■ INSTRUCTIONS:
**1.** Answer the following about the comments, one line each:
(a) Where did the first commenter find the machine?
(b) Which part of the video does the second commenter suggest making into its own movie?
(c) Which part does the final commenter report is now fully operational?
**2.** Quote the passage of the comments starting with "You should pull" and going on through "back together again.".

[START OF TEXT]

Thank you for filming this process and sharing it on RUclips! I found one of these machines at a thrift store and decided to fix it up myself! Your videos are so helpful and informative! Thanks again!
You should pull out the very ending with the trick for reinstalling the needle clamp and make it its own movie! I don't know why I think I'll remember how to do it the next time...only to have to find this video again! :)
Thank you for this - I've done it once before for a machine I did for a friend and have another pulled apart and cleaned (that will be my own machine). I did that several months ago now so this video will be really handy for when I have to put it back together again.
My sliding block, does not slide, lol. My hand wheel does not turn, my needle bar does not raise, my presser bar does not raise, sighhhh. I’m gonna keep at her though.
@@BobFowlerWorkshop yep. I managed to get slight movement in everything except the needle bar and horizontal hook drive shaft. The presser bar is now fully operational YAY. Other than the WD version called “penetrant” any idea on what I could to to get those parts moving chemically? I’ve tried steel wool as well and a good clean. I read maybe a bit of kerosene, should I try a drop of rust converter or will that just make it harder to knock those bar/shafts out if it comes to that?

[END OF TEXT]
[START OF EXTRACTED DATA]

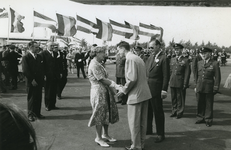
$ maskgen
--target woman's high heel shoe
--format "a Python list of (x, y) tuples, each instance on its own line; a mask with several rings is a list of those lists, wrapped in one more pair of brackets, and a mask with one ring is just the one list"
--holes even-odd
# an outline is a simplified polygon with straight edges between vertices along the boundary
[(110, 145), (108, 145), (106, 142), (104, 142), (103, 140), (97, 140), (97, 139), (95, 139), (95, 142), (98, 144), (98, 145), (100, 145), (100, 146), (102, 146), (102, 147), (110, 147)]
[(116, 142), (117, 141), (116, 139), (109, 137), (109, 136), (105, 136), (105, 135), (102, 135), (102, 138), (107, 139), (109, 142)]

[END OF EXTRACTED DATA]
[START OF EXTRACTED DATA]

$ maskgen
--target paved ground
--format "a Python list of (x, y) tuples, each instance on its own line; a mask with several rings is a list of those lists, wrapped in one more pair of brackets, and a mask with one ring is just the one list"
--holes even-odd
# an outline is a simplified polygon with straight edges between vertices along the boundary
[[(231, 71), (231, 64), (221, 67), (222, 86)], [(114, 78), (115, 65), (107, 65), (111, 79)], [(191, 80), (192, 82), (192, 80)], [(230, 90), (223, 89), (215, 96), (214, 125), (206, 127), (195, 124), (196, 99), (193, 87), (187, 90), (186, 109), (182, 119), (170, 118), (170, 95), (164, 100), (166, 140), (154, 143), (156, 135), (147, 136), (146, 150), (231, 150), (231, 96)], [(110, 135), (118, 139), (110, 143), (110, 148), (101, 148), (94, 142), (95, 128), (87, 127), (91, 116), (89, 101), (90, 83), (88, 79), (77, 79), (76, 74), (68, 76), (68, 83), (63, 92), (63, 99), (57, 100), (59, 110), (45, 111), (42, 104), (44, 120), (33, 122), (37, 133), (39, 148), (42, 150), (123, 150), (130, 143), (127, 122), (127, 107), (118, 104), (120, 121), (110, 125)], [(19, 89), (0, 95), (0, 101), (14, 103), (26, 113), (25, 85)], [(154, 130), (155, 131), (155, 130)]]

[END OF EXTRACTED DATA]

■ WRITTEN ANSWERS:
**1.**
(a) At a thrift store.
(b) The very ending with the trick for reinstalling the needle clamp.
(c) The presser bar.

**2.**
You should pull out the very ending with the trick for reinstalling the needle clamp and make it its own movie! I don't know why I think I'll remember how to do it the next time...only to have to find this video again! :)
Thank you for this - I've done it once before for a machine I did for a friend and have another pulled apart and cleaned (that will be my own machine). I did that several months ago now so this video will be really handy for when I have to put it back together again.